## GIVEN INSTRUCTION
Rewrite the lines of these entries as a numbered list, starting at the line containing "Identify where the recessed" and ending at the line containing "280,123 -> 313,242", omitting any blank lines. Include no other lines.

## MATERIAL TO PROCESS
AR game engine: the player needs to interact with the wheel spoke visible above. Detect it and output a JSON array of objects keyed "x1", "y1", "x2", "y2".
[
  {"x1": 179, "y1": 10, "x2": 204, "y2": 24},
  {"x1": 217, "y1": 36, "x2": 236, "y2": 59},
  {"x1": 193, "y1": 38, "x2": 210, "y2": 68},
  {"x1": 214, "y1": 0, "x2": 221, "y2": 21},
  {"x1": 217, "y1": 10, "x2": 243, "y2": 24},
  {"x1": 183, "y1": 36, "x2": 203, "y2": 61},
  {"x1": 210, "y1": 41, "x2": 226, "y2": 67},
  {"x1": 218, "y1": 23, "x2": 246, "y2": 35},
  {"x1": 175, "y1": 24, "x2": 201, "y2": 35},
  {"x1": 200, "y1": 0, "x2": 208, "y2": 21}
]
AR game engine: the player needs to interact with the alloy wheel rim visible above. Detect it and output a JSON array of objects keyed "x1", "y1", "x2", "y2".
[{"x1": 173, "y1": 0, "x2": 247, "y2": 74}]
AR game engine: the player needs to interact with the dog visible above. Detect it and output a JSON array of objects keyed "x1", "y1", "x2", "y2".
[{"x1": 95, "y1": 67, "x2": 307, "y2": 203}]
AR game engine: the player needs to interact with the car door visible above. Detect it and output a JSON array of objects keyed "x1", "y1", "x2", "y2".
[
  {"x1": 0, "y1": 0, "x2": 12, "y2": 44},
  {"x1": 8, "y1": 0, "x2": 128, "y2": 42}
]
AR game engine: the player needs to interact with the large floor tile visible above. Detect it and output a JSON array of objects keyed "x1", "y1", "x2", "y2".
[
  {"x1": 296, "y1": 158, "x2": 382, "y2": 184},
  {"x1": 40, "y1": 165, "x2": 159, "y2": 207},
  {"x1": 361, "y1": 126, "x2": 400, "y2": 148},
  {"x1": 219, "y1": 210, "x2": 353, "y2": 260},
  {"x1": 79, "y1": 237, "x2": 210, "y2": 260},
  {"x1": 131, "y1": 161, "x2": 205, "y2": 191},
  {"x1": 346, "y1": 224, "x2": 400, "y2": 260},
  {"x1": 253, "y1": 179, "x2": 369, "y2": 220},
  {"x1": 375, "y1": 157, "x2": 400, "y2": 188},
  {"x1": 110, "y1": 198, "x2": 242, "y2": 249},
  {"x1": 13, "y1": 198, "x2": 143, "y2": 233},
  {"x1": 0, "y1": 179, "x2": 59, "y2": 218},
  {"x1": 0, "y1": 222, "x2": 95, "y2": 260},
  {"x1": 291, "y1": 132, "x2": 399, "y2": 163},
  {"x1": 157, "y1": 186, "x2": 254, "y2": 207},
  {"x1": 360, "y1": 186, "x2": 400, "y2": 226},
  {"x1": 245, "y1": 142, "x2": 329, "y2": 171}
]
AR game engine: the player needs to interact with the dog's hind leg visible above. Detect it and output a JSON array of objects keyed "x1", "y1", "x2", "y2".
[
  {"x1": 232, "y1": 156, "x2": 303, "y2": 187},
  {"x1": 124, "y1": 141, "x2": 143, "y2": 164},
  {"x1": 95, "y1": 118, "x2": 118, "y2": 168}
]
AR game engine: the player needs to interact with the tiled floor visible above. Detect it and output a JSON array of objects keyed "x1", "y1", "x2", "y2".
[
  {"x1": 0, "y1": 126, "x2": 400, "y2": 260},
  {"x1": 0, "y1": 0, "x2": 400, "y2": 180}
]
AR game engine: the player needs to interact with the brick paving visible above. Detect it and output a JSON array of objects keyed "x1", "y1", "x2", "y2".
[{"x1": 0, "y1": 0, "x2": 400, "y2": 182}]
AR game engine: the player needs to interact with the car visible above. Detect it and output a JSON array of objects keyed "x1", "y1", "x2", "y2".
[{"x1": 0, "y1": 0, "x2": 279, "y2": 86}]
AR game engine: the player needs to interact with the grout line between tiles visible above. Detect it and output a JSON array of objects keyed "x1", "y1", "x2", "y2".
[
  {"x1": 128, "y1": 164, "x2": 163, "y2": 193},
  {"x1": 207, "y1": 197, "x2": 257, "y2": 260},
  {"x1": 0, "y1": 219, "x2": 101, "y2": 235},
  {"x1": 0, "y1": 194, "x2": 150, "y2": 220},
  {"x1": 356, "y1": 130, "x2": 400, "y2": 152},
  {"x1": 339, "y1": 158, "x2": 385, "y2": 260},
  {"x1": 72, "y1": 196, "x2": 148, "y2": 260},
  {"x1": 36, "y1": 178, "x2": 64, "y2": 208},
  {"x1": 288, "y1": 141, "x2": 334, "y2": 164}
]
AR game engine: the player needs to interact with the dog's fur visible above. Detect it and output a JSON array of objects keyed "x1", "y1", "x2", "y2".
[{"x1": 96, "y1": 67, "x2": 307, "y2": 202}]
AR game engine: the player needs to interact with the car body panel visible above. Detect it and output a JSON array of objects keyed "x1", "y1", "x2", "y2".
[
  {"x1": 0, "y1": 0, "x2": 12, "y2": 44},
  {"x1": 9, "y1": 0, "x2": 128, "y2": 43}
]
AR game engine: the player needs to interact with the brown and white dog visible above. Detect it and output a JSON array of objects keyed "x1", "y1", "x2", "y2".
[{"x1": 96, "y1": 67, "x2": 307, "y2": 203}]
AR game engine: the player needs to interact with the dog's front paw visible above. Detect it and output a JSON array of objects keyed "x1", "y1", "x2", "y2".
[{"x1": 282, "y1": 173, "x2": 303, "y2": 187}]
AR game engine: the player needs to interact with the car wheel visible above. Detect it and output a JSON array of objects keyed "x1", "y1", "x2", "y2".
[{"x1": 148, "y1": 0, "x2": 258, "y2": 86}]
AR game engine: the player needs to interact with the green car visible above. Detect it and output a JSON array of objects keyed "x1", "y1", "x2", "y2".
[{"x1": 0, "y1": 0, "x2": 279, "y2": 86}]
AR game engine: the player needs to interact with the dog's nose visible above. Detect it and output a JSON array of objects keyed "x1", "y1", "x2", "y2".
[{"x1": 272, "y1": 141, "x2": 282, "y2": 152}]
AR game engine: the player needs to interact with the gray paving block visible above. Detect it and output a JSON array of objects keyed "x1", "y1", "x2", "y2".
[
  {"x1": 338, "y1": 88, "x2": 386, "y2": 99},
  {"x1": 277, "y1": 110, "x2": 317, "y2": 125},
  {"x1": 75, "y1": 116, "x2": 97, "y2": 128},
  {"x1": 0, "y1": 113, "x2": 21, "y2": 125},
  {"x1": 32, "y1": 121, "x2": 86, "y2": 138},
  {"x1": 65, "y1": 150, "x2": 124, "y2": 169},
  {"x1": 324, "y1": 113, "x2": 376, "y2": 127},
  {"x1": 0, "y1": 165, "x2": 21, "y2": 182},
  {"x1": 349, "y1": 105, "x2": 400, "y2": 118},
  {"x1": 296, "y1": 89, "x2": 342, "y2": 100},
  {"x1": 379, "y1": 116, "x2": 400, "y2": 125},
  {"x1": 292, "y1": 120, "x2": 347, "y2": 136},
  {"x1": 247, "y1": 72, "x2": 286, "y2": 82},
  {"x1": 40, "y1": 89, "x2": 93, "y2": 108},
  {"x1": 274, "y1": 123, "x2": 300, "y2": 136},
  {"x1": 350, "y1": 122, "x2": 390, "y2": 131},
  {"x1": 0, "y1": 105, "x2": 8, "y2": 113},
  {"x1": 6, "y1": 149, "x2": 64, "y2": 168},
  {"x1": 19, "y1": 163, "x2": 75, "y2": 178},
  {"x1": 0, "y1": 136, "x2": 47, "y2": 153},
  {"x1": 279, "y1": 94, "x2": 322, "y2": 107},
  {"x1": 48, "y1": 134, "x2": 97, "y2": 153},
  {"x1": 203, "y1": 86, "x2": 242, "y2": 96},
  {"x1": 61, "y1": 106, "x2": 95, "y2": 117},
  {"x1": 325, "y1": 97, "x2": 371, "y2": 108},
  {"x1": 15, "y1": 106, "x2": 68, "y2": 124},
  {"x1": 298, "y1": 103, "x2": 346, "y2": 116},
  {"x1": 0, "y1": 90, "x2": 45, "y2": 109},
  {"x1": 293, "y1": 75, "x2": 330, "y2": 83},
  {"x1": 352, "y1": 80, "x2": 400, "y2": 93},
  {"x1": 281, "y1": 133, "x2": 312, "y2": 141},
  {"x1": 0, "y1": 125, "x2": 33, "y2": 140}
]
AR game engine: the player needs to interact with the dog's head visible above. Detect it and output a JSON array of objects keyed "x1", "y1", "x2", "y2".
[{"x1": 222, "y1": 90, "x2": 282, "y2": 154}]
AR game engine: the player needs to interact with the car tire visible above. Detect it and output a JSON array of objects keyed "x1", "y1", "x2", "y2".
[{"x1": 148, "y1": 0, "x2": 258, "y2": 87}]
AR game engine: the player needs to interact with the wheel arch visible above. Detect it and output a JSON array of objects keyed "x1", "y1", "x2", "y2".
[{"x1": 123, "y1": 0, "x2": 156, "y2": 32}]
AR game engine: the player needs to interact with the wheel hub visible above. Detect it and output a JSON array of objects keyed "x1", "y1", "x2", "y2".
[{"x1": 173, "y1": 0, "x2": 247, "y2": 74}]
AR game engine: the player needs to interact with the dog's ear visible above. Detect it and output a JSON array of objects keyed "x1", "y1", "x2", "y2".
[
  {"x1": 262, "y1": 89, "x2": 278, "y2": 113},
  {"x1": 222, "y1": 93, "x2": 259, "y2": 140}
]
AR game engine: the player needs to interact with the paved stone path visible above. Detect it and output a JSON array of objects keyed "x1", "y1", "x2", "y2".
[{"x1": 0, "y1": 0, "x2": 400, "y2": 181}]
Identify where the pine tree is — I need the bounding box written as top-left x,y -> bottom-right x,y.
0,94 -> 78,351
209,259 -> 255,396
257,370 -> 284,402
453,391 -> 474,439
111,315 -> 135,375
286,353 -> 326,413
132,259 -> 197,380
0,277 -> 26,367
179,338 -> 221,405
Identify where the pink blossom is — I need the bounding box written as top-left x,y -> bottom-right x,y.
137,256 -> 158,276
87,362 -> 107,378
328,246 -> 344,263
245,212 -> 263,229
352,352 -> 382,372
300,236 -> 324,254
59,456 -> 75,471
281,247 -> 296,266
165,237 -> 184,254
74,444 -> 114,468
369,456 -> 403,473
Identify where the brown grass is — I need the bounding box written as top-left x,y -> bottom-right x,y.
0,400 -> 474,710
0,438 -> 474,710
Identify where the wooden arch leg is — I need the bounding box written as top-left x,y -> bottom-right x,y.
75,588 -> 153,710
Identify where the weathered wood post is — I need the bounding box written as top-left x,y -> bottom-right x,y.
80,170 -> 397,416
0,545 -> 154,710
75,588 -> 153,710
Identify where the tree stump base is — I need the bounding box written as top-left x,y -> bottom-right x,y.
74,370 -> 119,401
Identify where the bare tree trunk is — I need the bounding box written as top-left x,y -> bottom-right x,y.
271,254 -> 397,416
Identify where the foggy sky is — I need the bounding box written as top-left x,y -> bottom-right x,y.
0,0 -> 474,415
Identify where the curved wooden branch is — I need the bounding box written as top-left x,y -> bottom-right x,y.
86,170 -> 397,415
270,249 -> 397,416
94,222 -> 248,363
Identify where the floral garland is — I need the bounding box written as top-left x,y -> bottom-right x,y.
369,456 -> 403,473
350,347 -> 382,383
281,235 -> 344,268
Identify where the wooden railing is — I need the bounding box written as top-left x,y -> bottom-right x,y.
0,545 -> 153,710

* * *

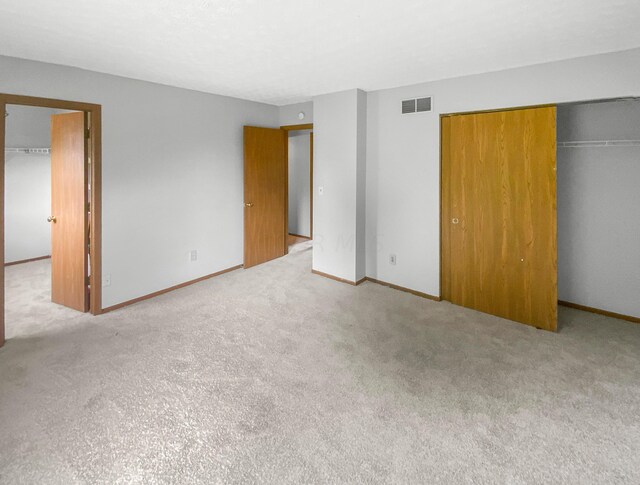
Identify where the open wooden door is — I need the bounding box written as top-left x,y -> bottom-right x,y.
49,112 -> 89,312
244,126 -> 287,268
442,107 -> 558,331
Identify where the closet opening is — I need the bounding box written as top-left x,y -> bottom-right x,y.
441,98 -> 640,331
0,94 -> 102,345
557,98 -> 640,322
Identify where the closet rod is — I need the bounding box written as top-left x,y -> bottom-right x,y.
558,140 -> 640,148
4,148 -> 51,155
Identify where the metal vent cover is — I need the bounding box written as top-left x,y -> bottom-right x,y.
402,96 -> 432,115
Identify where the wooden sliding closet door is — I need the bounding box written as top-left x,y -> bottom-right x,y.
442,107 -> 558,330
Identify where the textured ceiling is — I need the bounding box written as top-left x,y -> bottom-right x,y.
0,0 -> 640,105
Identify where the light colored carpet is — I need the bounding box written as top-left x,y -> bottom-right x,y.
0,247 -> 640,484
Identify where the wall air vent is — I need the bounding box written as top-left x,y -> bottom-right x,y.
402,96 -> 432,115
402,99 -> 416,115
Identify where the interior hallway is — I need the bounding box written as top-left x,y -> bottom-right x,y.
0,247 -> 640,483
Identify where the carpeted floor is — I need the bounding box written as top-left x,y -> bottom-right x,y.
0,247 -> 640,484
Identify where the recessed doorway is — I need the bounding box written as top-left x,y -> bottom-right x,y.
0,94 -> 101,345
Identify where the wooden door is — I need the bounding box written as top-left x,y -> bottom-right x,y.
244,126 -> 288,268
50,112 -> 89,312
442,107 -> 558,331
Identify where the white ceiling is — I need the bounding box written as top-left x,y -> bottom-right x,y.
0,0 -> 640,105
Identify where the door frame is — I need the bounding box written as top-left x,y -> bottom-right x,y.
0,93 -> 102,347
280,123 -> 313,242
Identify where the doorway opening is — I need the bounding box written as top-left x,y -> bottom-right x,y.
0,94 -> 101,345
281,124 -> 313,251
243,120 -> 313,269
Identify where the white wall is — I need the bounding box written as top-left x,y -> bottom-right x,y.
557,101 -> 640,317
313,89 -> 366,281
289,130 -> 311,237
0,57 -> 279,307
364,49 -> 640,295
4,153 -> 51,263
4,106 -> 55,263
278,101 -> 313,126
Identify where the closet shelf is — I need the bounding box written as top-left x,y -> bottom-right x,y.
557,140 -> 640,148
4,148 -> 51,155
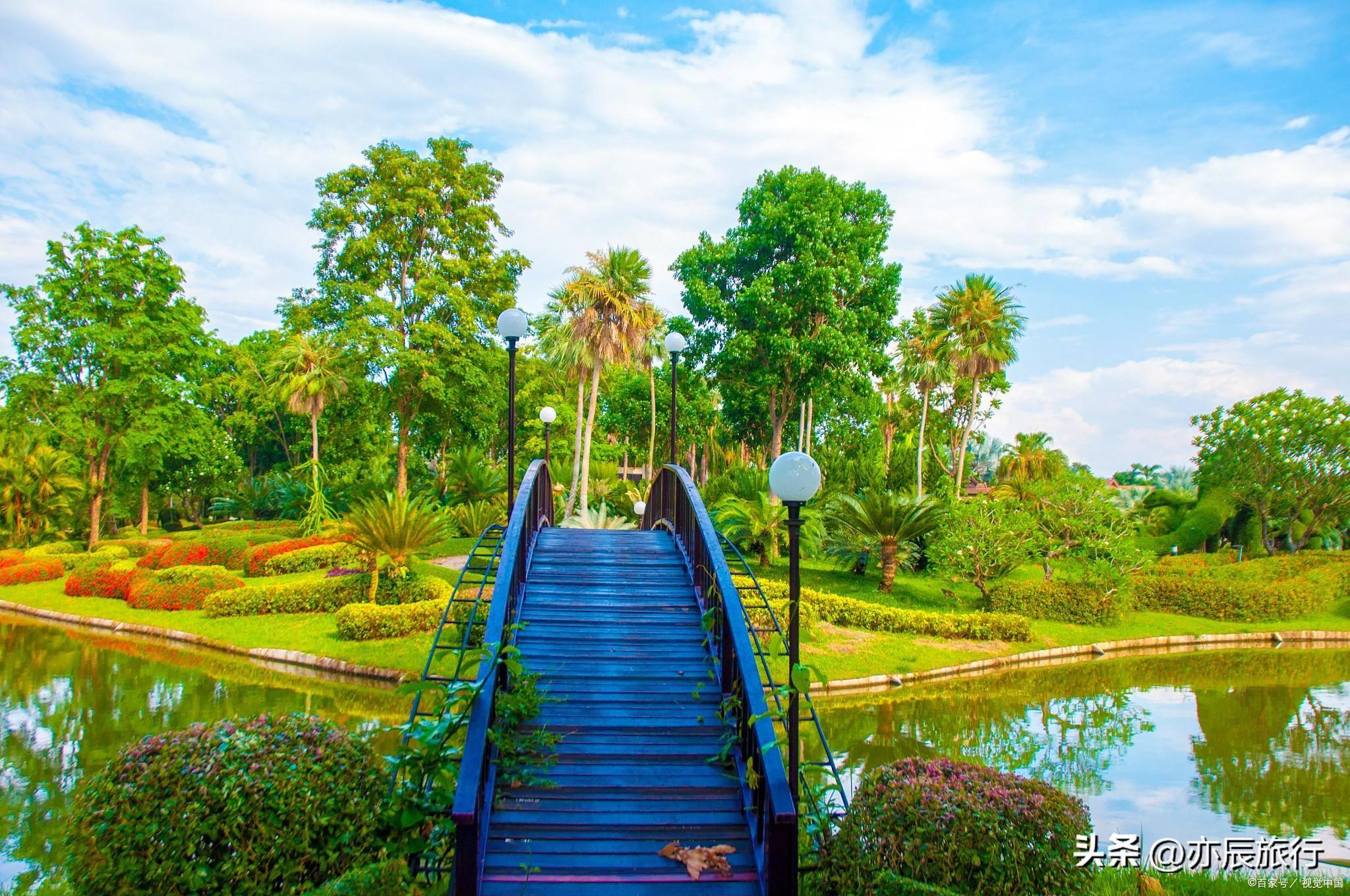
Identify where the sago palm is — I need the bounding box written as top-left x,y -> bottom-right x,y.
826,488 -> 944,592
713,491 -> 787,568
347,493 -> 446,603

--

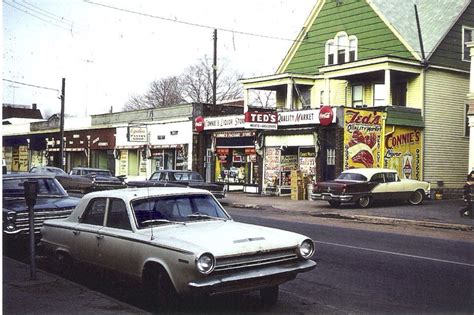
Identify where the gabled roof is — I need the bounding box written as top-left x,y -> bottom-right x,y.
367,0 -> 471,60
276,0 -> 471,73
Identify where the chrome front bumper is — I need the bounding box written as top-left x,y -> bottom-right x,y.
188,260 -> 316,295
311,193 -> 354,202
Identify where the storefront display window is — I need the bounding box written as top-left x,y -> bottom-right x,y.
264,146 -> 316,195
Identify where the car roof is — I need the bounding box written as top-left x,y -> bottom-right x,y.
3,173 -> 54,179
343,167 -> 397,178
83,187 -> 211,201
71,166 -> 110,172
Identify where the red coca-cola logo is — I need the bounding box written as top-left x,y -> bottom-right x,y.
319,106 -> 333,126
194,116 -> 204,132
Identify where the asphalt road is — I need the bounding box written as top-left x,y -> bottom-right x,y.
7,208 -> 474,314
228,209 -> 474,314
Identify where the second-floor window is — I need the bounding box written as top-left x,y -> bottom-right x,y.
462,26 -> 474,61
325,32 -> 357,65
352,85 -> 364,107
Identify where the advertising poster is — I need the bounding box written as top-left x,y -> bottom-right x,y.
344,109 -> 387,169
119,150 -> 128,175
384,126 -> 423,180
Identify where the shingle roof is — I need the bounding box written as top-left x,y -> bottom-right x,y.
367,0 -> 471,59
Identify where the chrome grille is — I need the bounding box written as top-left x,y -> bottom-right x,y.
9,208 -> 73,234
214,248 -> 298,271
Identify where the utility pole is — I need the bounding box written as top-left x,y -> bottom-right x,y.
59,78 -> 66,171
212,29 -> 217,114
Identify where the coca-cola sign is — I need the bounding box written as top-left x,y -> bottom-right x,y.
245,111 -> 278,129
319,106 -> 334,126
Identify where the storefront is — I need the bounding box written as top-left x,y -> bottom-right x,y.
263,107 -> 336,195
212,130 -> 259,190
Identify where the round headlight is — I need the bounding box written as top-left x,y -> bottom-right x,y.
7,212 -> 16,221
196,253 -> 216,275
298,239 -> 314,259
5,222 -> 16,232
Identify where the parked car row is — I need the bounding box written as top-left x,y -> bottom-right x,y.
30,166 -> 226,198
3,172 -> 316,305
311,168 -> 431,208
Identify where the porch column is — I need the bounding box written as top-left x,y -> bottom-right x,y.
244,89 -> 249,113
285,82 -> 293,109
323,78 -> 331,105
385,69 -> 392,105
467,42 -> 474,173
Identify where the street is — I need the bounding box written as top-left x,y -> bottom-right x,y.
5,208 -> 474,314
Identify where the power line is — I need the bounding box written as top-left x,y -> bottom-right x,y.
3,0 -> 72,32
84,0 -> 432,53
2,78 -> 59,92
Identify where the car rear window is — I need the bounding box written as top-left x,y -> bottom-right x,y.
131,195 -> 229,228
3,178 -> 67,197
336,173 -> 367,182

## RESULT FOR THIS TASK
1. Identify where the recessed doorway is — I need the bounding box written as top-left x,y -> bottom-right x,y.
2. 0,94 -> 101,345
3. Identify where the wooden door is — I need the bounding box written as top-left x,y -> bottom-right x,y.
4. 244,126 -> 288,268
5. 50,112 -> 89,312
6. 442,107 -> 558,331
7. Identify where the white ceiling is — I need the bounding box written as top-left x,y -> bottom-right x,y.
8. 0,0 -> 640,105
9. Identify where the door frame is — I need the bounding box written as top-left x,y -> bottom-right x,y.
10. 0,93 -> 102,347
11. 280,123 -> 313,242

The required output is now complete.